INFORMATION SHOWN ->
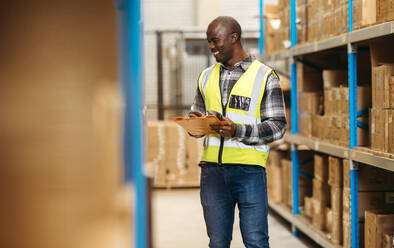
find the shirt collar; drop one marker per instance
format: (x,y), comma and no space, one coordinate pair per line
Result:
(244,64)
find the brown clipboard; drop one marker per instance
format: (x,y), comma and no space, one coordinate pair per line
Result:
(198,125)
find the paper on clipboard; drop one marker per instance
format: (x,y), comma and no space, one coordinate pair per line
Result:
(198,125)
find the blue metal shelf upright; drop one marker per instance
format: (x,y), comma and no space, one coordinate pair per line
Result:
(130,30)
(294,113)
(352,64)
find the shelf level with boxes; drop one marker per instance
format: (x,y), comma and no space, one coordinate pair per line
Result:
(369,24)
(360,35)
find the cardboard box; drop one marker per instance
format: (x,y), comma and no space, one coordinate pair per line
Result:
(368,13)
(381,52)
(321,167)
(381,129)
(376,223)
(371,178)
(347,234)
(388,240)
(335,78)
(310,102)
(305,124)
(335,171)
(319,214)
(275,157)
(309,79)
(321,191)
(383,86)
(368,201)
(274,183)
(385,10)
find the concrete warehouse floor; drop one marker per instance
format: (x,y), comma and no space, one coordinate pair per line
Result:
(178,222)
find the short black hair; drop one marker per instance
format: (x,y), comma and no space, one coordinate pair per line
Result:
(230,23)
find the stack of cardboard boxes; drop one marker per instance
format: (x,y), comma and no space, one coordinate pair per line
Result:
(173,156)
(329,207)
(382,112)
(335,180)
(304,179)
(318,19)
(277,25)
(274,175)
(333,101)
(320,195)
(375,192)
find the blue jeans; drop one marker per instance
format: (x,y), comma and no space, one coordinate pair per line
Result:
(224,187)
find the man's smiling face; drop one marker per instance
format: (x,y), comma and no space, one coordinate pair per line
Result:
(220,42)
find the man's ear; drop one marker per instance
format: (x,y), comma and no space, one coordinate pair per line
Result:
(234,37)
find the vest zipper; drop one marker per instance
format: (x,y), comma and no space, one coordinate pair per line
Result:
(221,143)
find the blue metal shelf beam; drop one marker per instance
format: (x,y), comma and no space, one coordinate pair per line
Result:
(294,114)
(261,39)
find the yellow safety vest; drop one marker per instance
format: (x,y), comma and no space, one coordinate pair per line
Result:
(243,107)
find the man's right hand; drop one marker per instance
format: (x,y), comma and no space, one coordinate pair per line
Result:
(193,114)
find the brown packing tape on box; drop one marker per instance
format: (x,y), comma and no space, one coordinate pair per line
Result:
(337,228)
(376,223)
(328,221)
(321,167)
(156,141)
(388,240)
(308,206)
(286,179)
(391,131)
(347,234)
(335,171)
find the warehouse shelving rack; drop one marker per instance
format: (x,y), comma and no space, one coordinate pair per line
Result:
(130,30)
(349,40)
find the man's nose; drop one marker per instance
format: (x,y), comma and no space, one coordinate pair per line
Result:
(211,45)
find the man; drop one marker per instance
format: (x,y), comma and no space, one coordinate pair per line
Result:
(248,98)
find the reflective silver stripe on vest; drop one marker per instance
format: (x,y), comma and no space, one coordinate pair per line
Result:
(204,79)
(214,141)
(258,83)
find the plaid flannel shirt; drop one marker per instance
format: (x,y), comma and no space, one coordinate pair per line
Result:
(272,108)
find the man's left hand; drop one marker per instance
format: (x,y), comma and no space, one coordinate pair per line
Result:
(228,129)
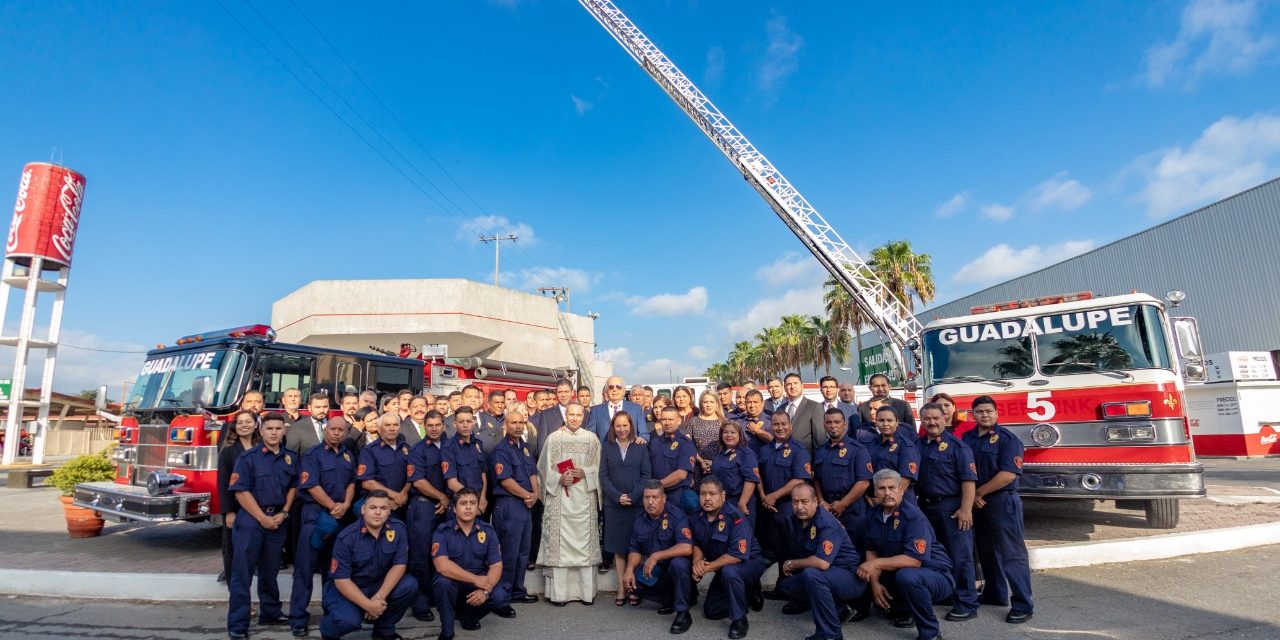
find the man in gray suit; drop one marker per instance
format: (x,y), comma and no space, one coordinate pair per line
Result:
(307,432)
(805,415)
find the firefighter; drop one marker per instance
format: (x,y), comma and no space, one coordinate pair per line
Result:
(823,579)
(384,465)
(842,471)
(945,494)
(462,461)
(515,489)
(467,583)
(265,483)
(327,488)
(906,568)
(366,574)
(784,465)
(722,544)
(892,449)
(429,503)
(999,520)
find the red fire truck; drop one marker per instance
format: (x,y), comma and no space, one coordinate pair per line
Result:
(167,455)
(1091,385)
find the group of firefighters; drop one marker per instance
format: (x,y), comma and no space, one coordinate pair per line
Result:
(854,504)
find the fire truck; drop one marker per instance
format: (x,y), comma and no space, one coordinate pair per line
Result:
(1092,387)
(167,451)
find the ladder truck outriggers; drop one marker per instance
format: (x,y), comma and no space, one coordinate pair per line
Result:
(1093,387)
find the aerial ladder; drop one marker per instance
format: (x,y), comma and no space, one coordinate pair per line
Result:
(885,311)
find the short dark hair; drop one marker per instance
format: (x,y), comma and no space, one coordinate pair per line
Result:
(983,400)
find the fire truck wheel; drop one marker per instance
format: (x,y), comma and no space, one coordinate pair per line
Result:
(1161,513)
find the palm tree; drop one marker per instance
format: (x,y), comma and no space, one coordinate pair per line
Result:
(905,273)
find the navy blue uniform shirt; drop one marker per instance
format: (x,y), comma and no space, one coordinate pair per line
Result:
(268,476)
(475,553)
(997,451)
(945,462)
(360,557)
(650,535)
(839,465)
(728,533)
(511,461)
(329,467)
(905,531)
(782,462)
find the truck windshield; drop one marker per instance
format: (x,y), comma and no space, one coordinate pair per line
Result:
(1077,342)
(187,379)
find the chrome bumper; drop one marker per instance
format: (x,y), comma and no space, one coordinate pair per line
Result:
(1123,481)
(128,502)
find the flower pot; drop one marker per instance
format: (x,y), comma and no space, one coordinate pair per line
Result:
(81,522)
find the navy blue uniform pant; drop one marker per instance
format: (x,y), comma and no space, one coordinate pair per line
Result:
(727,594)
(824,592)
(254,549)
(1002,551)
(306,561)
(914,590)
(667,592)
(451,600)
(959,545)
(515,526)
(421,524)
(342,616)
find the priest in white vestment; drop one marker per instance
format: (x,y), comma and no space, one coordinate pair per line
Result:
(571,536)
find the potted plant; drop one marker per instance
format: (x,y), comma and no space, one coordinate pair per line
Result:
(91,467)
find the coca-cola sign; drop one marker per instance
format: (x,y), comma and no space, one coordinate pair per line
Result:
(46,214)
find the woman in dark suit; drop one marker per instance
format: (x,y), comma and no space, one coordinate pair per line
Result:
(624,470)
(240,438)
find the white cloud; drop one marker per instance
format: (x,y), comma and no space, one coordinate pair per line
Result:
(790,269)
(497,225)
(1215,36)
(1002,261)
(954,206)
(714,64)
(78,368)
(1059,192)
(781,56)
(768,311)
(690,304)
(999,213)
(576,279)
(1229,156)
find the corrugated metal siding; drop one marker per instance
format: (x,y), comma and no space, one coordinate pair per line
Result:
(1225,256)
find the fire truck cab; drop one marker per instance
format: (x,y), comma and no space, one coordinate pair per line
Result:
(167,452)
(1092,387)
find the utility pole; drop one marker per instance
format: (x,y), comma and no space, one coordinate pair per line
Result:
(497,250)
(558,295)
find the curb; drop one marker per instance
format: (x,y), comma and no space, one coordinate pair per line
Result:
(202,588)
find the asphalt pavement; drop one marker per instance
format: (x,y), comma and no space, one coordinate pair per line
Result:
(1223,595)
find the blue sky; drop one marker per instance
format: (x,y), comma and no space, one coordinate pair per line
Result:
(995,137)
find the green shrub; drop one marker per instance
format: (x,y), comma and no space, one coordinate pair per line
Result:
(90,467)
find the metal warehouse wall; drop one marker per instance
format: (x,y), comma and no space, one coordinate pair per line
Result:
(1225,256)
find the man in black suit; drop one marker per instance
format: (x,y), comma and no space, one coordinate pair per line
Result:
(805,415)
(864,428)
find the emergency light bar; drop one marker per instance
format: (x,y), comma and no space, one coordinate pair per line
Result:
(238,332)
(1032,302)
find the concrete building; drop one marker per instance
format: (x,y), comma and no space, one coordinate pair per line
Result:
(1224,256)
(470,318)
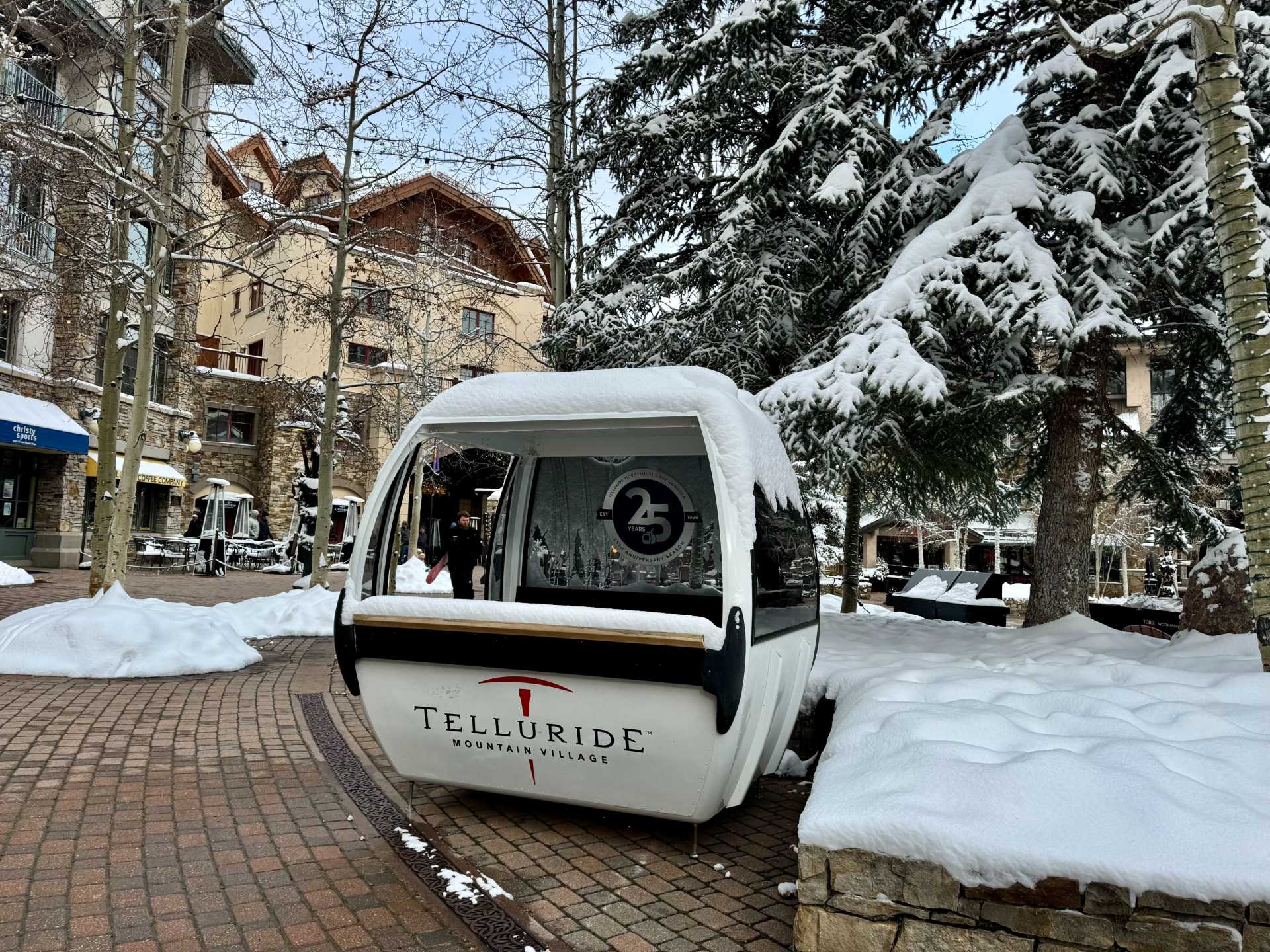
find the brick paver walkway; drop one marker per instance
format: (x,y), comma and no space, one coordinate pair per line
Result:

REQUIREMENT -> Retype the listing verbatim, minus every image.

EXERCISE RESULT ->
find the shirt collar; drop one marker per instance
format: (x,y), comma and no space, one coordinate pair per line
Result:
(244,64)
find the brown clipboard; drop one marker per instance
format: (x,y), comma and no space, one coordinate pair per line
Result:
(198,125)
find the paper on clipboard; drop one marker per instance
format: (x,y), comma and no space, one coordinate pair per line
Result:
(198,125)
find the blue metal shelf upright; drop one marker per instance
format: (x,y), comma and no space, one coordinate pair per line
Result:
(130,30)
(294,113)
(352,64)
find the shelf level with boxes; drop one marker per instance
format: (x,y), comma and no space, one coordinate pair per line
Result:
(369,24)
(360,35)
find the cardboard box; drop one marker per instance
format: (x,y), comma and no space, one coordinate pair per line
Result:
(368,13)
(381,52)
(321,167)
(381,129)
(376,223)
(371,178)
(347,234)
(388,240)
(335,78)
(310,102)
(305,124)
(335,171)
(319,214)
(275,157)
(309,79)
(321,191)
(383,86)
(368,201)
(274,183)
(385,10)
find the concrete warehouse floor; drop one marker per instance
format: (x,y), comma and no space, one coordinate pair per line
Result:
(178,222)
find the short black hair; drop one marker per instance
format: (x,y), comma and no space, one coordinate pair per line
Result:
(230,23)
find the stack of cardboard boxes; drop one marker per instance
format: (x,y), comma and no space, one coordinate pair per line
Result:
(173,156)
(329,207)
(382,112)
(335,180)
(304,179)
(318,19)
(277,25)
(274,175)
(333,101)
(320,195)
(375,192)
find the blue jeans; drop one marker per instance
format: (x,y), comma and no space, one coordinate pair per line
Result:
(224,187)
find the man's smiling face; drop one marker per instance
format: (x,y), comma and no space, one coordinate pair per line
Result:
(220,42)
find the man's ear; drop one marker per instance
format: (x,y), comma and no space, one coordinate pair per line
Result:
(234,37)
find the vest zipper; drop one marker per instance
format: (x,y), comma and no space, one coordinate pair per line
Result:
(221,143)
find the blue metal shelf beam; drop one marker per instance
format: (x,y), comma and no space, one coordinate pair per line
Result:
(294,114)
(261,39)
find the yellow safety vest; drop one marker per instance
format: (x,y), comma and no space, one coordinate pair per line
Result:
(243,107)
find the man's right hand; drop one marker per instance
format: (x,y), comma and no space, one coordinate pair per line
Result:
(193,114)
find the brown packing tape on box; drop one marker per instance
format: (x,y), comma and no space, one coordinate pair per line
Result:
(337,228)
(376,223)
(328,221)
(321,167)
(156,141)
(388,240)
(308,206)
(286,179)
(391,131)
(347,234)
(335,171)
find the warehouse shelving rack; drop one marker per instance
format: (x,y), comma and no space, one coordinate pair per line
Result:
(130,30)
(349,40)
find the man's nose; drop one marker per instance
format: (x,y), comma and no space, one coordinate pair per line
Result:
(211,45)
find the man; drop one marker per instance
format: (x,y), comma and no space, one coordinate pair per line
Result:
(248,98)
find the reflective silver stripe on vest; drop one marker per instance
format: (x,y), comma and no space, one coordinate pair per line
Result:
(204,79)
(214,141)
(258,83)
find the plaid flannel shirt; drop one marker per instance
format: (x,y), comma and no space, one coordinate pair per line
Result:
(272,108)
find the man's left hand; drop one marker per instance
format: (x,y), comma and no space, one coordinate pair per line
Result:
(228,129)
find the man in gray suit; drop one marker per instance
format: (x,y), comma and no space, one coordinate pair per line
Result:
(307,432)
(805,415)
find the firefighter; drop one marker per instance
format: (x,y), comma and no space, one coordinate pair per line
Result:
(823,579)
(384,465)
(842,471)
(945,494)
(462,461)
(515,489)
(467,583)
(265,483)
(327,488)
(906,568)
(366,574)
(784,465)
(722,544)
(892,449)
(429,503)
(999,520)
find the red fire truck; drop one marker per instance
format: (x,y), comma and no space, one coordinate pair per line
Result:
(167,455)
(1091,385)
find the group of firefighters; drop one marker per instance
format: (x,y), comma and no space, one coordinate pair per line
Result:
(854,504)
find the fire truck; drop one marker per instance
format: (x,y), comma and no space, one coordinate pair per line
Result:
(1092,387)
(167,451)
find the ladder truck outriggers; drop one marker per instance
format: (x,y), comma and no space, one coordinate pair per line
Result:
(1093,387)
find the aerial ladder; drop one marker per instance
format: (x,y), comma and no space, one coordinate pair per line
Result:
(885,311)
find the short dark hair; drop one marker per instance
format: (x,y), comma and no space, one coordinate pair per line
Result:
(983,400)
find the fire truck wheel; drop one marker per instance
format: (x,y), comma and no space, one coordinate pair per line
Result:
(1161,513)
find the palm tree; drop one marker per instance
format: (x,y), comma and no space, one coordinate pair per line
Result:
(905,273)
find the navy blue uniform shirt; drop one marker per instance
format: (x,y), comma and no space, one coordinate pair per line
Result:
(268,476)
(475,553)
(997,451)
(945,462)
(360,557)
(650,535)
(839,465)
(728,533)
(511,461)
(329,467)
(905,531)
(782,462)
find the truck windshield; drop one marker per instance
format: (x,y), comma and no space, one coordinate pair per line
Result:
(1077,342)
(187,379)
find the chrome bumper; drop one marker per instance
format: (x,y), comma and no space, one coordinate pair per line
Result:
(1123,481)
(128,502)
find the flower pot; drop one marker per instance
format: (x,y), comma and no space, one coordinate pair per line
Result:
(81,522)
find the navy blue uniform pant; drop one marker per instance
format: (x,y), comma and no space, one coordinate pair per line
Result:
(727,594)
(824,592)
(254,549)
(1002,551)
(306,561)
(914,590)
(667,592)
(451,600)
(959,545)
(515,526)
(421,524)
(342,616)
find the priest in white vestment; drop one marker per instance
format: (x,y), comma and no space, one coordinate pair per line
Result:
(571,536)
find the potted plant; drop one marker per instance
format: (x,y), comma and no space, one coordinate pair per line
Result:
(91,467)
find the coca-cola sign; drop one marker per instance
format: (x,y), comma and no space, one coordinate pair per line
Result:
(46,214)
find the woman in dark suit; drop one marker per instance
format: (x,y), comma and no space, one coordinate pair per line
Result:
(624,470)
(240,438)
find the white cloud; drop one marker per instance
format: (x,y), comma and no space, one coordinate pair per line
Result:
(790,269)
(497,225)
(1215,36)
(1002,261)
(954,206)
(714,64)
(78,368)
(1059,192)
(781,56)
(768,311)
(690,304)
(999,213)
(576,279)
(1229,156)
find the corrugated metal siding; drop one marker per instance
format: (x,y), comma and no space, one coordinate pair per line
Result:
(1225,256)
find the fire truck cab; drop one marker per instance
format: (x,y), comma and no space, one coordinate pair per line
Result:
(167,452)
(1092,387)
find the utility pole; drop one marker per instance
format: (x,y), comma and no space, one coordinate pair per line
Result:
(497,250)
(558,295)
find the curb; drop one marker per instance
format: (x,y), comma and no space, one coordinate pair per line
Result:
(202,588)
find the asphalt pavement; drop one marker per instance
format: (x,y), comma and no space, one coordinate pair per line
Result:
(1223,595)
find the blue sky; drop one marker per instance
format: (x,y), comma and no space, one coordinate pair per line
Result:
(995,137)
find the green shrub; drop one marker per instance
format: (x,y), comma and no space, one coordinate pair per line
Result:
(90,467)
find the metal warehouse wall; drop one marker per instance
format: (x,y), comma and no space, one coordinate pair per line
Result:
(1225,256)
find the man in black suit; drop one marker per instance
format: (x,y), comma and no space, one coordinate pair per line
Result:
(805,415)
(864,428)
find the emergency light bar; drop one marker per instance
format: (x,y), comma and no space, one coordinate pair per line
Result:
(238,332)
(1032,302)
find the concrete building; drop one marker per instance
format: (x,y), comma and no space, one coordinate pair per line
Result:
(1224,256)
(470,318)
find the brick paver walkway; drop one marker per instance
format: (x,y), comma and no space, one coordinate pair per line
Result:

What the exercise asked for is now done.